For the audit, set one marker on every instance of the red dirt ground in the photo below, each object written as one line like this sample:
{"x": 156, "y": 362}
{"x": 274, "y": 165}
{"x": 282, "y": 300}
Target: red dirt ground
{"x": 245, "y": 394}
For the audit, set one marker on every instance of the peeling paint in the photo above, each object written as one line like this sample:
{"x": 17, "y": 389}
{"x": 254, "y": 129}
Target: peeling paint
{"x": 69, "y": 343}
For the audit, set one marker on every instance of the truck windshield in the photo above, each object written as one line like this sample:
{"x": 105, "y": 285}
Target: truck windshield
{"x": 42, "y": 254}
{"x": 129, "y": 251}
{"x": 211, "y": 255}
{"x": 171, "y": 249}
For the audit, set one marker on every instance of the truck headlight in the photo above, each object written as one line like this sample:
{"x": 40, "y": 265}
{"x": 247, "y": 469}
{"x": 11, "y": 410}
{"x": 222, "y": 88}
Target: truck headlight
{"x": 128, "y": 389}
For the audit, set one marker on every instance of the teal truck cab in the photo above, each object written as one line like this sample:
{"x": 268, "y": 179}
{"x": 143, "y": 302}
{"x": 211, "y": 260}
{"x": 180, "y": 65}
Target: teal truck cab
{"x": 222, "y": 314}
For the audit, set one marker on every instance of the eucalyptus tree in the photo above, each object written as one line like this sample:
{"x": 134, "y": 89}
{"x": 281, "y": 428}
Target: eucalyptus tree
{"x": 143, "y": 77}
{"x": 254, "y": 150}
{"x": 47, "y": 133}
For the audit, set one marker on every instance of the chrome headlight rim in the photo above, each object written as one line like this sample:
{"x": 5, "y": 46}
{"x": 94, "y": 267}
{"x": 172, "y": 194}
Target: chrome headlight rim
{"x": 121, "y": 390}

**Your assignment**
Scan the records for the word "above", and copy each line where it is found.

**Task answer**
For the audit, set one marker on every instance of the peeling paint in the photo above, each object written as one line like this sample:
For the audit, set one marker on every instance of the truck windshield in the photo above, each object written as one line like this sample:
For the audit, set one marker on every instance of the truck headlight in the photo above, each object written as one line like this sample:
For the audit, set one marker on every instance of the teal truck cab in the photo above, each object written as one line like this sample:
For the audit, set one marker on every instance of the eucalyptus tree in the photo above, each object written as one line like this sample:
For the audit, set one marker on every instance of the chrome headlight rim in the photo above, each object written as one line like this sample:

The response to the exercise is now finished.